Rows listed in a dataset:
+===+
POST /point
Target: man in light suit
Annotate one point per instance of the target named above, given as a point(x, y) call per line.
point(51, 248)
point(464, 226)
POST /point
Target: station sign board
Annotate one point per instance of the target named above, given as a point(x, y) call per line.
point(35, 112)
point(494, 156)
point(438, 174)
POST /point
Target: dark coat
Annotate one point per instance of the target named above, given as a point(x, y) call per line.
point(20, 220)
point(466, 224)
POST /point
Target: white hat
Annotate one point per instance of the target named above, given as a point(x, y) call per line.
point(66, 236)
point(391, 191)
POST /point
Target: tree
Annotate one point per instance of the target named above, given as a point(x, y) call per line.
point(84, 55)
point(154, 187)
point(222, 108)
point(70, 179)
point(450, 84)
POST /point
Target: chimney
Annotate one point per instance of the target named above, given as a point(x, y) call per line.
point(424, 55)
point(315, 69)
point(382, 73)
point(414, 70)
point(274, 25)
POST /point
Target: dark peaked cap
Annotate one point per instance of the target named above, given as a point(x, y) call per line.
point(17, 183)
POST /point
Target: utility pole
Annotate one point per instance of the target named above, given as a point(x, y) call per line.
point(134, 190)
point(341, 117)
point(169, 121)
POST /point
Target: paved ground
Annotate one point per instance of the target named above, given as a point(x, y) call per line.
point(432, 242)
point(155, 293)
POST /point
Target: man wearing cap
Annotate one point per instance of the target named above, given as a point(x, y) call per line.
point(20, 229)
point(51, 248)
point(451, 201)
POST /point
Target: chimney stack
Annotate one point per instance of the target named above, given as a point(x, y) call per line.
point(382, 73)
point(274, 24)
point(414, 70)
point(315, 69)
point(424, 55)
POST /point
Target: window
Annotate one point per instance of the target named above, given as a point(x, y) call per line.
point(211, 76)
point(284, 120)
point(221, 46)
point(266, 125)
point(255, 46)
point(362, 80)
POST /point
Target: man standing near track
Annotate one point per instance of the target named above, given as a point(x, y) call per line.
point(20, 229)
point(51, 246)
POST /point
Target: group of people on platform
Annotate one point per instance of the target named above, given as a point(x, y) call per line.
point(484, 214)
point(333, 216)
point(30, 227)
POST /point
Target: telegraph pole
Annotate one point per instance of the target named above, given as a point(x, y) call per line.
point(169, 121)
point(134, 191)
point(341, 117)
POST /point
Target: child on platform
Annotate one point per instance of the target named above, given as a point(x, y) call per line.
+===+
Goal
Copy the stretch from the start of the rows through the line that contains "point(438, 174)", renaming "station sign board" to "platform name board" and leaving everything else unchanged.

Task answer
POST /point
Target: man in light suit
Annotate one point per instance of the target named above, given as a point(x, y) call per line.
point(51, 248)
point(464, 226)
POST /point
Target: platform name board
Annotate one point per instance of the target named above, given as a point(x, y) call per line.
point(35, 112)
point(494, 156)
point(438, 174)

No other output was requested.